[Activity]: Please output the records below in full, exactly as given, but without the images.

[Dataset entries]:
■ ■ ■ ■
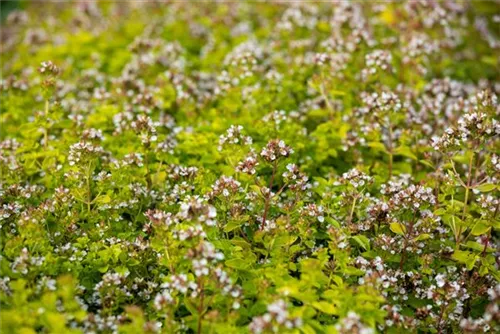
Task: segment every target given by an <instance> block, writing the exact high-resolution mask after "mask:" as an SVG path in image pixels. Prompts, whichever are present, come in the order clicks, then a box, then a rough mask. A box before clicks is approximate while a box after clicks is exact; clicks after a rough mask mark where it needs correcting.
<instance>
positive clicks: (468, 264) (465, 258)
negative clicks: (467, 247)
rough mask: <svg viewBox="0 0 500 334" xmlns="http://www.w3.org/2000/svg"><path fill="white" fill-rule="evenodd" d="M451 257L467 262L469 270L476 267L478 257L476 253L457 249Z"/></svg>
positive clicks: (466, 263)
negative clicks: (468, 251)
mask: <svg viewBox="0 0 500 334" xmlns="http://www.w3.org/2000/svg"><path fill="white" fill-rule="evenodd" d="M451 257H452V259H454V260H456V261H457V262H460V263H463V264H465V265H466V266H467V269H468V270H472V268H474V264H475V263H476V258H477V257H476V255H475V254H474V253H471V252H468V251H461V250H456V251H455V252H454V253H453V255H452V256H451Z"/></svg>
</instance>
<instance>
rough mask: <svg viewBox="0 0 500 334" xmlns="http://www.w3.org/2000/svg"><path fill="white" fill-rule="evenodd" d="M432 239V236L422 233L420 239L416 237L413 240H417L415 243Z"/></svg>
mask: <svg viewBox="0 0 500 334" xmlns="http://www.w3.org/2000/svg"><path fill="white" fill-rule="evenodd" d="M430 237H431V236H430V234H427V233H422V234H420V235H419V236H418V237H416V238H415V239H413V240H415V241H422V240H427V239H430Z"/></svg>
■ ■ ■ ■
[Your response]:
Task: segment every target given by an <instance> block, writing the exact high-resolution mask after "mask:" as an SVG path in image pixels. Prompts, whichever are present, come in the order clicks, then a box, then a rough mask. A box before clicks is approximate while a box after clicks is exact; clicks after a rough mask mark where it needs correcting.
<instance>
positive clicks: (468, 264) (465, 258)
negative clicks: (467, 247)
rough mask: <svg viewBox="0 0 500 334" xmlns="http://www.w3.org/2000/svg"><path fill="white" fill-rule="evenodd" d="M451 257L467 262L469 270L476 267L478 257L476 253L457 249Z"/></svg>
positive clicks: (466, 263)
negative clicks: (468, 251)
mask: <svg viewBox="0 0 500 334" xmlns="http://www.w3.org/2000/svg"><path fill="white" fill-rule="evenodd" d="M451 257H452V259H454V260H456V261H457V262H460V263H463V264H465V265H466V266H467V269H468V270H472V268H474V264H475V263H476V258H477V257H476V255H475V254H474V253H471V252H468V251H461V250H456V251H455V252H454V253H453V255H452V256H451Z"/></svg>
</instance>
<instance>
rough mask: <svg viewBox="0 0 500 334" xmlns="http://www.w3.org/2000/svg"><path fill="white" fill-rule="evenodd" d="M432 239V236L422 233L420 239L416 237L413 240H417L415 243Z"/></svg>
mask: <svg viewBox="0 0 500 334" xmlns="http://www.w3.org/2000/svg"><path fill="white" fill-rule="evenodd" d="M430 237H431V236H430V234H427V233H422V234H420V235H419V236H418V237H416V238H415V239H413V240H415V241H422V240H427V239H430Z"/></svg>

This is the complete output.